**Given exercise A**
Name every person in the account of the night of January 18, 1994, who has the surname Smith.
**Given exercise B**
Continue the account of the night of January 18, 1994, in Elyria from the point where it stops.

━━ Text excerpt

On January 18, 1994, the evening before the murder, Brian Howington and Jalowiec went to several bars in downtown Elyria.  (Howington knew Jalowiec because Jalowiec used to visit Howington’s aunt, Joann Corrine Fike, when Howington lived with her.)   Jalowiec then asked Howington to accompany him to a friend’s house on Middle Avenue.   There, Howington met Ron Lally and his roommate, and the four of them smoked crack cocaine.   Around 11:30 p.m., Jalowiec, Howington, and Lally went to Fike’s house and “[s]hot pool, partied some more.”

About an hour later, Jalowiec got a page and asked Howington if he could borrow Fike’s car, a Chrysler LeBaron convertible.   Though Howington was hesitant, he relented after Jalowiec persisted.   Around 1:00 a.m., Jalowiec and  Lally left Fike’s house in the LeBaron.   The next time Howington saw the car was around 5:00 a.m. when Jalowiec and Raymond Smith returned it to Fike’s apartment.   At that time, the car was covered with ice, and Jalowiec and Smith told Howington that the car had been washed.   Fike testified that Jalowiec told her that he had washed the car because there was blood on it as a result of a fight he had had with someone at Mom’s Open Kitchen.

Sharon Hopkins testified that she was at Razzle’s bar in Elyria one night in January 1994 with her brother, Terry Hopkins, Raymond Smith, Danny Smith, Michael Smith (another son of Raymond), and several others, including Jalowiec.   The group stayed at Razzle’s until it closed and then, without Jalowiec, went to eat at Mom’s Open Kitchen until around 2:45-3:00 a.m.

After leaving Mom’s, Sharon Hopkins rode in Danny Smith’s car with several people including Raymond, Danny, and Michael Smith.   They traveled on Middle Avenue past the railroad tracks just outside the Elyria city limits and dropped Raymond and Michael Smith off by a wooded area.   They drove back over the tracks and pulled into a parking lot.   Approximately five to ten minutes later, a convertible drove over the tracks to where they had dropped off Raymond and Michael Smith.   Danny Smith said, “That is it.”

Several minutes later, the convertible drove by again heading toward town, and Danny Smith’s car began to follow it.   Shortly thereafter, Danny Smith signaled the convertible to pull over and ducked down in the front passenger seat while telling Sharon Hopkins to get out and ask the people in the convertible whether they had picked up Michael Smith.   Sharon Hopkins saw Jalowiec get out of the driver’s seat of the convertible.   Jalowiec responded that Michael Smith was in the car.   Although Sharon Hopkins could not see the other occupants, she could tell that there were four people inside the convertible.   Danny Smith then drove Sharon Hopkins home.

━━━━
━━ Dataset section

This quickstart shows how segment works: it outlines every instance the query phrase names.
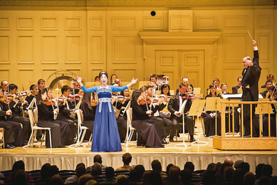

━━━━

**Written answer A**
Raymond Smith, Danny Smith, Michael Smith

**Written answer B**
Later that morning, at around 3:30-4:00 a.m., Danny Smith arrived back at his apartment.   Terry Hopkins arrived a little later and noticed that Danny Smith was “nervous and said he was feeling sick to his stomach.”   Danny Smith told Hopkins that “they had done it, they did it.”   Hopkins then went back to his sister’s apartment across the street from Danny Smith’s apartment.   Later, Hopkins visited Danny Smith again and also saw Jalowiec, Raymond Smith, and Michael Smith.   Jalowiec said, “They stomped him and ran him over with a car.”   The others there indicated that “they shot him and cut him.”   According to Hopkins, they were “[k]ind of like bragging about it.”   Danny Smith told Hopkins they wanted this person killed because he had worn “a wire on him on a drug sale.”

At approximately 9:55 a.m. on January 19, 1994, Cleveland homicide detective Michael Beaman was summoned to Woodland Cemetery.   A male body had been  found on a cemetery roadway.   Some of the victim’s clothing was nearby in a snow bank.   There was no identification on or near the victim and police did not learn the identity of the victim, Lally, until a few weeks later.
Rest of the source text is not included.